Most VQA literature utilizes CNNs for image featurization. The network’s last layer is removed and the rest of the network is used for image feature generation. Sometimes, the second to last layer is normalized (Kafle et al. (2016) and Saito et al. (2017)), or passed through a dimensionality reduction layer (Kafle et al. (2016), Ilievski et al. (2016)).

image

Source

From the survey above, it’s clear that VGGNet was the network of choice before ResNets came along. Most of the VQA papers that came out after 2017 use ResNets.

The core idea of ResNets involve skip connections, as shown below.

image

The identity shortcut connection allows the network to skip middle layers. The idea is to avoid exploding and vanishing gradients that very deep neural networks often face by allowing the network to skip layers if needed. It also helps improve accuracy, since layers hurting the accuracy can be skipped and regularized.

Ilievski et al. (2016) utilize question word embeddings (which we will discuss soon) to extract objects whose labels are similar to the question itself, and extract the feature representations of those objects using a ResNet. They call this approach “focused dynamic attention.”

Lu et al. (2019) utilize ViLBERT (short for Vision-And-Language BERT) for visual question answering. ViLBERT consists of two parallel BERT-style models operating over image regions and text segments.  Each stream is a series of transformer and co-attentional transformer layers which enable information exchange between modalities.

• _DATA SECTION_:
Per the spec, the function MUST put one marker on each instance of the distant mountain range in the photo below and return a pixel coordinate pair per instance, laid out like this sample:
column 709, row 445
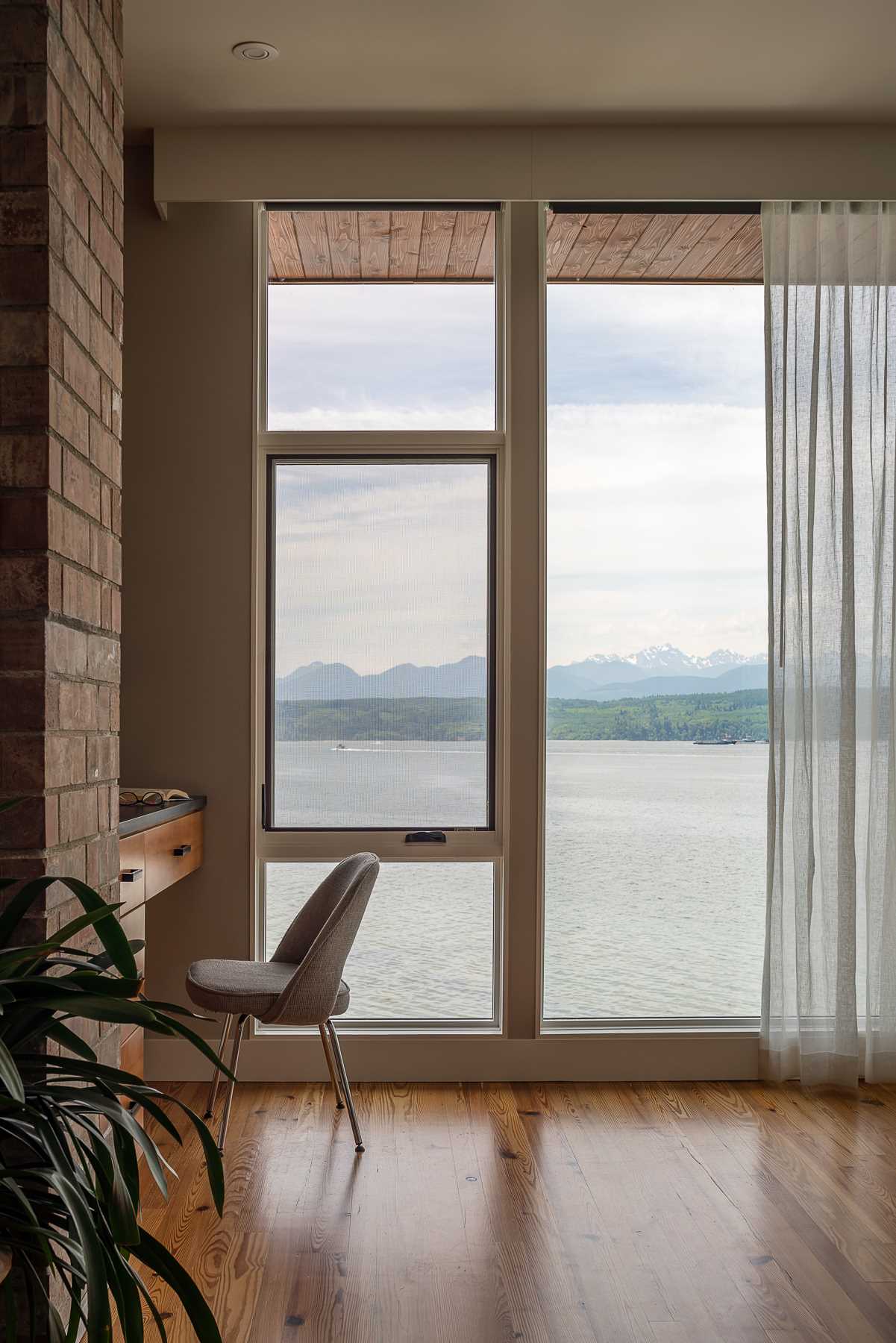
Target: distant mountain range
column 661, row 669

• _WHAT TO WORK ON_: Reproduce the passage on image featurization in visual question answering word for word, beginning at the words "From the survey" and stopping after "skipped and regularized.".

• _ANSWER IN FULL_:
From the survey above, it’s clear that VGGNet was the network of choice before ResNets came along. Most of the VQA papers that came out after 2017 use ResNets.

The core idea of ResNets involve skip connections, as shown below.

image

The identity shortcut connection allows the network to skip middle layers. The idea is to avoid exploding and vanishing gradients that very deep neural networks often face by allowing the network to skip layers if needed. It also helps improve accuracy, since layers hurting the accuracy can be skipped and regularized.